DATA FOR ANALYSIS START

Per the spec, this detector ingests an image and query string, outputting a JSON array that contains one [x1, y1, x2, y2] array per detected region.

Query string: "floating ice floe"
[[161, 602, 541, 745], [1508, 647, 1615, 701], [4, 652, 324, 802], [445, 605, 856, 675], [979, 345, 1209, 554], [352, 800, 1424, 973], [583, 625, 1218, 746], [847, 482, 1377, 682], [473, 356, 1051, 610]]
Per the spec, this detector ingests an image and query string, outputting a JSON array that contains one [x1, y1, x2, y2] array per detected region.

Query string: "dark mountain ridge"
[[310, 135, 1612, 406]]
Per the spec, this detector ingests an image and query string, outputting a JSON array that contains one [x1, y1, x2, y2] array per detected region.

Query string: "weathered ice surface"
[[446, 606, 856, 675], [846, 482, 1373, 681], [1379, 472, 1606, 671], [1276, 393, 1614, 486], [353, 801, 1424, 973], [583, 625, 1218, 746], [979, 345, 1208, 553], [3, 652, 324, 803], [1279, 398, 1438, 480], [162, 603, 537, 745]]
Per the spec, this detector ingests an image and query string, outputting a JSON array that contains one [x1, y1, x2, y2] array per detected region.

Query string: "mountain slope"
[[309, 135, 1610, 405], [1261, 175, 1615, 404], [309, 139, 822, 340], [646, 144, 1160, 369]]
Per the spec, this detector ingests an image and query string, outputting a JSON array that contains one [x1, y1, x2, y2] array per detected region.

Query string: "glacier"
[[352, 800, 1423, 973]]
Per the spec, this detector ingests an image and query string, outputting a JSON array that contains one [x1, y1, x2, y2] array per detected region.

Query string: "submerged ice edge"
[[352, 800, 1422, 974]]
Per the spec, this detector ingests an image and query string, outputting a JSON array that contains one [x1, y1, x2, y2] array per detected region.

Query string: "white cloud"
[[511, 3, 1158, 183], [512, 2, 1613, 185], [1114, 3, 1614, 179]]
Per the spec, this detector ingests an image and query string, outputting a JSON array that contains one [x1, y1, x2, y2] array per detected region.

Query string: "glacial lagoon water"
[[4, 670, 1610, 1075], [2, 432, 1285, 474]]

DATA FOR ANALYSIS END

EXERCISE GOAL
Output each record precisely as given.

YOUR SOLUTION
Per the spec, this detector ingests an image and query string, outputting a JSON array that contains one [x1, y1, x2, y2] array per detected region.

Query string: "floating ice floe"
[[161, 602, 541, 745], [1508, 647, 1615, 701], [4, 652, 324, 802], [445, 605, 856, 675], [979, 345, 1209, 554], [352, 800, 1424, 973], [583, 625, 1218, 746], [847, 482, 1377, 682], [473, 356, 1051, 610]]
Per the spec, this detector ingests an image and query string, outputting a JSON array that contains one [x1, y1, x2, y2] array per detected region.

Query string: "dark mountain ridge"
[[310, 135, 1612, 406]]
Per the spec, this detector ingests an image and query string, outputting a JSON array that contains one [x1, y1, x2, y2] array per detected region.

Query string: "weathered ice surface"
[[446, 606, 856, 675], [846, 482, 1373, 681], [1379, 472, 1606, 671], [1276, 393, 1614, 486], [353, 801, 1424, 973], [583, 625, 1218, 746], [979, 345, 1208, 553], [3, 652, 324, 803], [1279, 398, 1438, 480], [162, 603, 537, 745]]
Per the spec, this detector ingests an image and query string, outputting a JSON array that contains one [x1, y1, x2, y2] array per detected region.

Query string: "mountain slope"
[[309, 135, 1610, 405], [1261, 175, 1615, 404], [309, 139, 822, 340], [646, 144, 1160, 369]]
Per the spec, this detector ingests an image and query string, outputting a JSON array that contains one [x1, y1, x2, y2] array per detected region.

Query string: "glacier"
[[352, 800, 1423, 973]]
Per the spec, this detector ingests an image and query string, outputting a JSON array that contains one [x1, y1, x2, y2] array per detected region.

Query string: "submerged ice edge"
[[352, 800, 1422, 974]]
Per the spec, this detector ingests an image and query string, outputting a JSON array that contains one [x1, y1, x2, y2] array per detected region.

Query string: "white cloud"
[[511, 3, 1158, 183], [512, 2, 1613, 185], [1114, 3, 1614, 179]]
Per the spec, this detector ingests an image and query string, outputting a JSON array that contains one [x1, y1, x2, y2] array per detected region.

Query string: "glacial lagoon water"
[[4, 670, 1610, 1075], [2, 432, 1285, 474]]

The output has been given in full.